Work to complete.
Down to the last line, reproduce the records exactly.
Content starts
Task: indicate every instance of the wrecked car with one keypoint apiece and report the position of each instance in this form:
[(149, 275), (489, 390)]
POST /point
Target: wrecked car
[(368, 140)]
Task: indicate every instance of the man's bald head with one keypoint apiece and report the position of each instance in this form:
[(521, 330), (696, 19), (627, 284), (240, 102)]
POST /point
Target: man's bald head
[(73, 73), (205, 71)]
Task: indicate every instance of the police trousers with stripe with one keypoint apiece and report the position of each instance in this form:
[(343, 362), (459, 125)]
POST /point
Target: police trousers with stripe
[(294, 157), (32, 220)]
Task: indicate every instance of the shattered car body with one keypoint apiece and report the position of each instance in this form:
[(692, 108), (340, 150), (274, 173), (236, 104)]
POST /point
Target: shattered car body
Content ends
Exercise result.
Task: indicate every instance of the wrecked car with one keypoint apiece and report the position of each instance in this form:
[(149, 275), (489, 390)]
POST /point
Target: wrecked car
[(368, 140)]
Task: indicate every instance of the man's bald head with one keypoint apiece and report the position of each instance in this form:
[(521, 330), (696, 19), (627, 284), (240, 102)]
POST /point
Target: man's bald head
[(73, 73), (205, 71)]
Task: indicate every instance of the police trousers with stripe with one keypoint apiece and report the position of each instance in this form:
[(343, 362), (459, 125)]
POST /point
Target: police trousers with stripe
[(294, 157), (32, 220)]
Task: indicate every instance of the shattered car body with one keypoint apiece and report the position of each instance in this form:
[(692, 108), (340, 150), (274, 173), (236, 104)]
POST /point
Target: shattered car body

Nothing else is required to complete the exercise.